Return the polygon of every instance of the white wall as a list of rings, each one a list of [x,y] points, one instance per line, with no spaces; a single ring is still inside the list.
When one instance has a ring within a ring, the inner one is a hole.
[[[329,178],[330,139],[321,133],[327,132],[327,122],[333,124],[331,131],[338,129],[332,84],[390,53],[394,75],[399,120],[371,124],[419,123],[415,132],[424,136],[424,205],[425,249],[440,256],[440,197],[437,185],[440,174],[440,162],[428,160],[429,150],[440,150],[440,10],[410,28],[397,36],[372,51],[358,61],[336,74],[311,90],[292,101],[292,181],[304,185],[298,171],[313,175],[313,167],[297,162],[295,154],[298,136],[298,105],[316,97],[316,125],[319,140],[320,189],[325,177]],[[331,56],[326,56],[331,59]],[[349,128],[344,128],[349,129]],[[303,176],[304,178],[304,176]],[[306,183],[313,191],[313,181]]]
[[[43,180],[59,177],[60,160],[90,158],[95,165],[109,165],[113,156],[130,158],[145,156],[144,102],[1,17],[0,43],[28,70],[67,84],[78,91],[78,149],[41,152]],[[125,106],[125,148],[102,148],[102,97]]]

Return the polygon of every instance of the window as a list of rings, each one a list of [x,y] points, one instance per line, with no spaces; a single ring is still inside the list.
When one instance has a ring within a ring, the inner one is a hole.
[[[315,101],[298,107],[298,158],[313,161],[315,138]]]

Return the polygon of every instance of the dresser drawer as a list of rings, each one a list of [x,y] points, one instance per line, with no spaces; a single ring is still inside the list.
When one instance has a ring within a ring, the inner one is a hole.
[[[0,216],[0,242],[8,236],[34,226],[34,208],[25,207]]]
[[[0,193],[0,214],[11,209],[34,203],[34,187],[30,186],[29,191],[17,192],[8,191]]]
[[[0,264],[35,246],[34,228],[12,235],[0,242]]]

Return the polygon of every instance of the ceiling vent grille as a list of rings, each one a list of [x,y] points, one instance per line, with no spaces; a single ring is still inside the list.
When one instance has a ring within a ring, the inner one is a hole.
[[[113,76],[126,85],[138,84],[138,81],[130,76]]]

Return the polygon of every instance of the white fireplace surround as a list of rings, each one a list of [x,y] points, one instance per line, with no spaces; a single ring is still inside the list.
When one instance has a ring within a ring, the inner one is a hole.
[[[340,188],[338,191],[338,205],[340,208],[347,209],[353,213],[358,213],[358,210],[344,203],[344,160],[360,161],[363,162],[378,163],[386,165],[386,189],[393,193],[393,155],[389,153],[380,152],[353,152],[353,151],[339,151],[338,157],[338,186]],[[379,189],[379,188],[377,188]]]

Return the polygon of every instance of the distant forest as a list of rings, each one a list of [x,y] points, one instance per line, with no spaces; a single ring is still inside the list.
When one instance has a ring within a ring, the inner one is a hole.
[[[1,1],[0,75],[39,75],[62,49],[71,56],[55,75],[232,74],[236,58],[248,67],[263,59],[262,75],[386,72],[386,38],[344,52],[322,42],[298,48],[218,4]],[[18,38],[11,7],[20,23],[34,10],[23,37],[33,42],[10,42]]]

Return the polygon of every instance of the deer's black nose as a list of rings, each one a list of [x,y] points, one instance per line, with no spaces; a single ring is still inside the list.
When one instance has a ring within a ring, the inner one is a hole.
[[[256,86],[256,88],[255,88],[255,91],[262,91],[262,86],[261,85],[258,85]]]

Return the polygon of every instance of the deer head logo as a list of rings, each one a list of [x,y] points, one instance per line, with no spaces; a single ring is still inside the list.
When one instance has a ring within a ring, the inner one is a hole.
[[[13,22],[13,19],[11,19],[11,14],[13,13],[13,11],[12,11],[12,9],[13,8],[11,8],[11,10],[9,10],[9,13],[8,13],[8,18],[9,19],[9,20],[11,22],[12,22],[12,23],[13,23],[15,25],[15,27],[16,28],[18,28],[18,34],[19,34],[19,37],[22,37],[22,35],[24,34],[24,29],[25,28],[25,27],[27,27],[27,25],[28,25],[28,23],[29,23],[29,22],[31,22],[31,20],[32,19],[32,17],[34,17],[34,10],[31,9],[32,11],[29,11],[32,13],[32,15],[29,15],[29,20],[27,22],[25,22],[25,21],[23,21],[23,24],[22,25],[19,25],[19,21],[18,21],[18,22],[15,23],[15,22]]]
•••••
§ **TO DO**: Retype only the lines running from the line with "Return the polygon of every instance of the deer head" to the end of the listing, including both of those lines.

§ **TASK RESPONSE**:
Return the polygon of every instance of the deer head logo as a list of rings, each one a list of [x,y] points, one instance per line, with no spaces; a single ring is still inside the list.
When one instance has a ring within a ring, the inner one is a hole.
[[[13,22],[13,19],[11,19],[11,14],[13,13],[13,11],[12,11],[12,9],[13,8],[11,8],[11,10],[9,10],[9,13],[8,13],[8,18],[9,19],[9,20],[11,22],[12,22],[12,23],[13,23],[15,25],[15,27],[16,28],[18,28],[18,34],[19,34],[19,37],[22,37],[22,35],[24,34],[24,29],[25,28],[25,27],[27,27],[27,25],[28,25],[28,23],[29,23],[29,22],[31,22],[31,20],[32,19],[32,17],[34,17],[34,10],[31,9],[32,11],[29,11],[32,13],[32,15],[29,15],[29,20],[27,22],[25,22],[25,21],[23,21],[23,24],[22,25],[19,25],[19,21],[18,21],[18,22],[15,23],[15,22]]]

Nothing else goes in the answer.